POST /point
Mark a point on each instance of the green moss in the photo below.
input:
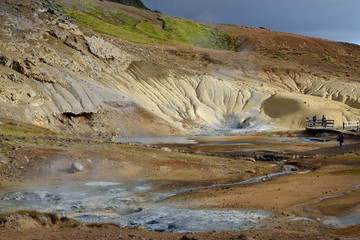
(176, 30)
(71, 225)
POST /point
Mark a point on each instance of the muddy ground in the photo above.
(335, 173)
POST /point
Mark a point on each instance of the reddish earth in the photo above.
(288, 197)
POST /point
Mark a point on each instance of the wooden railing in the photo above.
(351, 125)
(319, 124)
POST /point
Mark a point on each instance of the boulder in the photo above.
(77, 167)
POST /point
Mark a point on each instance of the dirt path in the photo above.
(288, 197)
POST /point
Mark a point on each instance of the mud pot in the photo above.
(141, 202)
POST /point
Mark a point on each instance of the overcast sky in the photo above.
(337, 20)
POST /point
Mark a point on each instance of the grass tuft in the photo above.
(175, 30)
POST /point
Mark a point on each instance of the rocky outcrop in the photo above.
(134, 3)
(73, 81)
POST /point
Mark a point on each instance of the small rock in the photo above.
(250, 159)
(4, 61)
(166, 149)
(185, 237)
(77, 167)
(14, 124)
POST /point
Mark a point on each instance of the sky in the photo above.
(337, 20)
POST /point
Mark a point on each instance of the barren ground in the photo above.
(335, 174)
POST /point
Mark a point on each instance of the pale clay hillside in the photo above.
(60, 75)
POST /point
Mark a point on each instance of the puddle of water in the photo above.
(128, 205)
(219, 140)
(170, 219)
(340, 222)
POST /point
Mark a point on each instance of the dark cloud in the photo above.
(330, 19)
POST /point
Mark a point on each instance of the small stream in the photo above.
(134, 203)
(140, 203)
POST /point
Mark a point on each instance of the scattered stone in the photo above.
(4, 61)
(250, 159)
(19, 67)
(166, 149)
(20, 222)
(14, 124)
(60, 34)
(77, 167)
(185, 237)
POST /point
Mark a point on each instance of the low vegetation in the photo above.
(173, 30)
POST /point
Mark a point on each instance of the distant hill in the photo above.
(134, 3)
(104, 69)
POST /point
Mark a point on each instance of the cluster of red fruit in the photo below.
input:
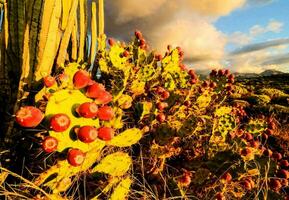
(29, 116)
(140, 40)
(282, 174)
(220, 76)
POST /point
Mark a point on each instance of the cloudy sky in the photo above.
(242, 35)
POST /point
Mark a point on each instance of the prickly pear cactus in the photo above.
(64, 98)
(193, 133)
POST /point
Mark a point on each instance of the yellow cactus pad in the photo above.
(65, 101)
(224, 110)
(64, 170)
(122, 190)
(127, 138)
(116, 164)
(203, 101)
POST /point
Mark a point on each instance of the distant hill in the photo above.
(271, 72)
(246, 75)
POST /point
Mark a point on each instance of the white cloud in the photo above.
(185, 23)
(186, 33)
(240, 38)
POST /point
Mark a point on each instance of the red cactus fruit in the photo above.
(158, 57)
(192, 73)
(161, 117)
(229, 88)
(162, 105)
(105, 133)
(87, 134)
(63, 78)
(213, 72)
(247, 184)
(160, 90)
(245, 151)
(49, 81)
(59, 122)
(267, 152)
(93, 90)
(227, 177)
(213, 85)
(283, 174)
(29, 116)
(248, 136)
(105, 113)
(182, 66)
(81, 79)
(221, 72)
(284, 182)
(193, 81)
(284, 163)
(269, 131)
(87, 110)
(49, 144)
(75, 157)
(187, 103)
(125, 54)
(165, 94)
(277, 156)
(205, 84)
(254, 144)
(142, 42)
(185, 179)
(271, 125)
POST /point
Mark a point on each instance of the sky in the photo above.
(241, 35)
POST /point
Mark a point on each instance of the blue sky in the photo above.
(242, 35)
(244, 18)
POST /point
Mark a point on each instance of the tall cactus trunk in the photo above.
(35, 38)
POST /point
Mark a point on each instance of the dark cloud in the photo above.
(260, 46)
(259, 2)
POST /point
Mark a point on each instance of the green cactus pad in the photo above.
(64, 170)
(224, 110)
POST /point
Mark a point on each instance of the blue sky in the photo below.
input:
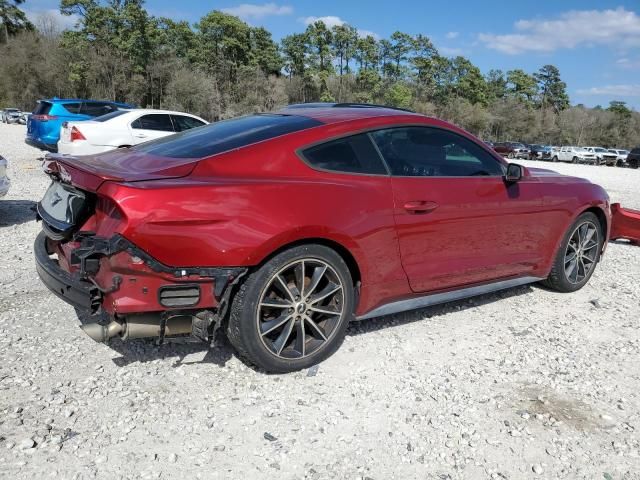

*****

**Directive**
Please count the lines of the data above that contain the string "below" and reply with only that number.

**Finished exercise**
3